### Dataset excerpts

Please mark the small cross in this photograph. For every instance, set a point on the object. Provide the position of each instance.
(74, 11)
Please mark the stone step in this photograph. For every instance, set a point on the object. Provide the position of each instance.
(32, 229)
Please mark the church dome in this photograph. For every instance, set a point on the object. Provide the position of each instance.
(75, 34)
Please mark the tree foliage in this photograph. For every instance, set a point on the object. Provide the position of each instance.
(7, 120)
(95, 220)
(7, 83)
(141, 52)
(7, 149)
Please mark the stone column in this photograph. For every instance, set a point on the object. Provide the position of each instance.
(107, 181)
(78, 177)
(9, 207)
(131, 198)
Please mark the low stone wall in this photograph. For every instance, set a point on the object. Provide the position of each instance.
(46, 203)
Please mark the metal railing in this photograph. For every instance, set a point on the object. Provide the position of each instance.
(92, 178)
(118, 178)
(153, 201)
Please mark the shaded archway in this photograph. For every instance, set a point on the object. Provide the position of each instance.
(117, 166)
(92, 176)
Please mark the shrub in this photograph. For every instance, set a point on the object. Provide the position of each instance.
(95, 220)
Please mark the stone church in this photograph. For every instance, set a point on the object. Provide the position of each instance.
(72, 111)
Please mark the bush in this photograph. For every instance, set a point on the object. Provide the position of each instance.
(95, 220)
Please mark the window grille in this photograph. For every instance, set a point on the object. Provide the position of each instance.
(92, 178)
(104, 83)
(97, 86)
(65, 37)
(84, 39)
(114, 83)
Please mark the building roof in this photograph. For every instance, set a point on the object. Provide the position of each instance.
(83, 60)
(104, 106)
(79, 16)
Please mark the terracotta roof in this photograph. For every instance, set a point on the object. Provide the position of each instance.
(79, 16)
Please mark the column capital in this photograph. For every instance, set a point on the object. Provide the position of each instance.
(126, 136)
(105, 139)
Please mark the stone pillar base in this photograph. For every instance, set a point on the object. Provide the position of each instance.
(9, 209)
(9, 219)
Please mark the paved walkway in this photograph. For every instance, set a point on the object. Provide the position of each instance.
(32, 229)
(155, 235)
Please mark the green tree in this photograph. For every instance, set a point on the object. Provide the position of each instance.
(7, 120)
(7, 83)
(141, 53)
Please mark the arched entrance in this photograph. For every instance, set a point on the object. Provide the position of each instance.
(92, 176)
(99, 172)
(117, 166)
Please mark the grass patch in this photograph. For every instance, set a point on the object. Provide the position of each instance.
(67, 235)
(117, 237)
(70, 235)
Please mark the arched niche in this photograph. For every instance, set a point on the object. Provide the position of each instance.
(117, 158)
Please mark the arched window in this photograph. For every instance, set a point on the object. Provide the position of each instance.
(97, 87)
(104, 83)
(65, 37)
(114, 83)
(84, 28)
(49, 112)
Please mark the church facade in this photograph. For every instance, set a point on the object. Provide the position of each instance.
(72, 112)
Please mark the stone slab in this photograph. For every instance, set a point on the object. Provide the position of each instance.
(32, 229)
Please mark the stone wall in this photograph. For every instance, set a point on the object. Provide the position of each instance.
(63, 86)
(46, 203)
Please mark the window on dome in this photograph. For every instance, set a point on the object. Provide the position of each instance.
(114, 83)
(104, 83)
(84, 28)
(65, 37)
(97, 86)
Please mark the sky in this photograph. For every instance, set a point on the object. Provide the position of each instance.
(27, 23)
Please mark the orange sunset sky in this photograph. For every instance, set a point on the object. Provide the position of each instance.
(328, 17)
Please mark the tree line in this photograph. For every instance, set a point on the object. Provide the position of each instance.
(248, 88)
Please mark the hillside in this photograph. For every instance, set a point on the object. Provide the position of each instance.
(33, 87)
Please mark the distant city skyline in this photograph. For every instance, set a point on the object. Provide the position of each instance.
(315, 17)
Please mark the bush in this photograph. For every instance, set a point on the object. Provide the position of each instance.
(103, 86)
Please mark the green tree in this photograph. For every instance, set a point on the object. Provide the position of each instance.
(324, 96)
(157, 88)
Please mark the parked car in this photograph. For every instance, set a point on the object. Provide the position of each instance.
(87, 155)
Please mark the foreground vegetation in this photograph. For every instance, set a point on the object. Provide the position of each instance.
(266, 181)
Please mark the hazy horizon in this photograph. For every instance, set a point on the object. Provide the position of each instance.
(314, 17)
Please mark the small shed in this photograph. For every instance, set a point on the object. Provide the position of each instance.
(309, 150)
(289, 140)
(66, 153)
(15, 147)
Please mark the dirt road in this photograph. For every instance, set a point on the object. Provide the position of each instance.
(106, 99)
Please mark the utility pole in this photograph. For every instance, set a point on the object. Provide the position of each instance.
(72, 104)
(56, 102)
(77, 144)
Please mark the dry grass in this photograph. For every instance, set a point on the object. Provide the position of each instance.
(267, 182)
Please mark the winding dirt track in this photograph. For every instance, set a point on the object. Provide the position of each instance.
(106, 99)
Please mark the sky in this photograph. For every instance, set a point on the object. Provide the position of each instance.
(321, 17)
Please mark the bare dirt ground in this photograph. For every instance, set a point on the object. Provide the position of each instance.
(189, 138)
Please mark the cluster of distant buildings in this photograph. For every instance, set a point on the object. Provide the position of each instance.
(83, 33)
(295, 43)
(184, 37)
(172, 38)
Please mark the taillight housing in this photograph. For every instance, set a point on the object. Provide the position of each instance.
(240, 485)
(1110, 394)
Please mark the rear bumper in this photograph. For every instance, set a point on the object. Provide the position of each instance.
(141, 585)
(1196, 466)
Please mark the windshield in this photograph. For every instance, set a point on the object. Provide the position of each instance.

### Exercise objective
Nothing in the records may change; write them out again in full.

### Answer to this exercise
Please mark the small cross in this photograph. For every instance, set a point on the object. Provide the position of each instance.
(74, 11)
Please mark the stone step in this photograph. For every instance, set a point on the object. Provide the position of each instance.
(32, 229)
Please mark the church dome in this photograph. For every instance, set a point on the object. Provide the position of each instance.
(75, 34)
Please mark the tree foliage in this photograph. For every instance, set a point on the object. Provide the position of each instance.
(7, 120)
(95, 220)
(7, 83)
(141, 52)
(7, 149)
Please mark the stone column in this photograph. For every instance, set a point on the object. Provide the position of each instance.
(107, 181)
(78, 177)
(9, 207)
(131, 198)
Please mark the low stone wall in this photograph. For every instance, set a point on the object. Provide the position of each instance.
(46, 203)
Please mark the metal railing in this photograph. For every instance, set a point on the object. Provide the position of each instance.
(92, 178)
(118, 178)
(153, 201)
Please mark the shaded archway in this photograph. For every instance, set a point on the object. Provide the position of each instance.
(117, 166)
(92, 176)
Please mark the shrub in this photograph. For every instance, set a point on the object. Provide the position of each instance.
(95, 220)
Please mark the stone church in this photograph. For every instance, set a point on the object. Provide the position of each instance.
(72, 111)
Please mark the bush in this photograph. For every instance, set a point on the object. Provide the position of each instance.
(95, 220)
Please mark the window grille in this photograph. For every instance, set a point on the object. Provide the position of each instance.
(92, 178)
(104, 83)
(97, 86)
(65, 37)
(84, 39)
(114, 83)
Please mark the building roof in this photograph. For every instance, set a point on the object. Provide the position of each instance.
(83, 60)
(104, 106)
(79, 16)
Please mark the terracotta roof in this photograph. For every instance, set a point on the object. Provide the position of each instance.
(79, 16)
Please mark the column capital in this photograph. For every instance, set a point on the object. Provide the position of each instance.
(126, 136)
(105, 139)
Please mark the stone pillar base in this photograph. For every instance, set a point on the object. Provide the position of each instance.
(9, 209)
(9, 219)
Please mark the paved walkway in this photograph. For every instance, set a point on the object. Provide the position of each instance.
(32, 229)
(155, 235)
Please mark the green tree in this photograph. For every instance, set a point on the object. Provide the position of each instance.
(7, 120)
(7, 83)
(141, 53)
Please mark the arched entrance in this photograph. For every instance, set a point on the object. Provide the position of each instance.
(92, 176)
(99, 172)
(117, 166)
Please mark the grass patch in this photograph. For every instance, set a point on the object. Provide the position of each instance.
(67, 235)
(117, 237)
(70, 235)
Please mark the arched niche in this photograph. For every instance, set a point on the object. Provide the position of each instance.
(117, 158)
Please mark the arched window in this photograph. For every instance, set a point on the object. Provide the position of each instance.
(97, 87)
(104, 83)
(65, 37)
(114, 83)
(84, 28)
(49, 112)
Please mark the church facade in this photograph. For every instance, set a point on the object. Provide the position of each instance.
(72, 112)
Please mark the stone slab in this photograph. For every instance, set a point on the object. Provide the position of each instance.
(32, 229)
Please mark the stone wall in this photograph. For every instance, set a point on the object. Provide the position of each instance.
(63, 86)
(46, 203)
Please mark the window on dome in this photograph. For every instance, set a point on the object. Provide the position of each instance.
(114, 83)
(104, 83)
(84, 28)
(65, 37)
(97, 86)
Please mark the sky in this photograph. For every instance, set a point on the object. Provide the position of each instance.
(27, 23)
Please mark the orange sunset sky in this photograph. For every instance, set a point on the object. Provide the position of each instance.
(328, 17)
Please mark the tree line in this photograph. For every instance, set a point on the object. Provide the position of each instance.
(248, 88)
Please mark the hillside in this photograph. For every instance, set a point on the object. Provide the position of each instance.
(33, 87)
Please mark the distant city skyline in this photograph. For every instance, set a point on the object. Provide the position of each instance.
(315, 17)
Please mark the bush in this photograph. For every instance, set a point on the object. Provide the position of each instance.
(103, 86)
Please mark the green tree in this photograph. For every instance, set a point on the object. Provide the position of each instance.
(324, 96)
(157, 88)
Please mark the parked car in this photograph. For every instance, set a point on the object. Provide the position of each instance.
(87, 155)
Please mark the foreground vegetation in this photograph. For every instance, set a point on the object. Provide the position of each instance.
(266, 181)
Please mark the hazy horizon in this photograph. For every instance, set a point on the object. Provide the position of each instance.
(314, 17)
Please mark the small shed in this photograph. For every instance, set a point on the object. Provide the position of each instance.
(309, 150)
(289, 140)
(66, 153)
(15, 147)
Please mark the dirt road in this photograph. For every instance, set a point on the object. Provide the position of each instance.
(106, 99)
Please mark the utility pole in this photograph. For every instance, set a point on the object. Provide the position of each instance.
(72, 104)
(56, 102)
(77, 144)
Please mark the dry grass in this photograph. For every instance, set a point on the object. Provide the position of each instance.
(267, 182)
Please mark the winding dirt track in this photograph. For every instance, set a point on the object. Provide the position of each instance.
(106, 99)
Please mark the sky in this photograph. For every instance, set a point on the object. Provide the position of each instance.
(321, 17)
Please mark the bare dirt ground in this photograph. For every instance, set a point on the object. Provide the position of each instance.
(189, 138)
Please mark the cluster of distant buildings in this photograph. For every instance, set a point on the object. Provide the position of each instance.
(83, 33)
(295, 43)
(184, 37)
(172, 38)
Please mark the taillight housing in this photograph. For every instance, set a point on the object. Provide the position of each instance.
(240, 485)
(1110, 394)
Please mark the rear bumper in this photograph. For every instance, set a point on the object. Provide the position of each instance.
(141, 585)
(1196, 466)
Please mark the windshield in this photograph. For every instance, set a point on the object. Provide the position of each instance.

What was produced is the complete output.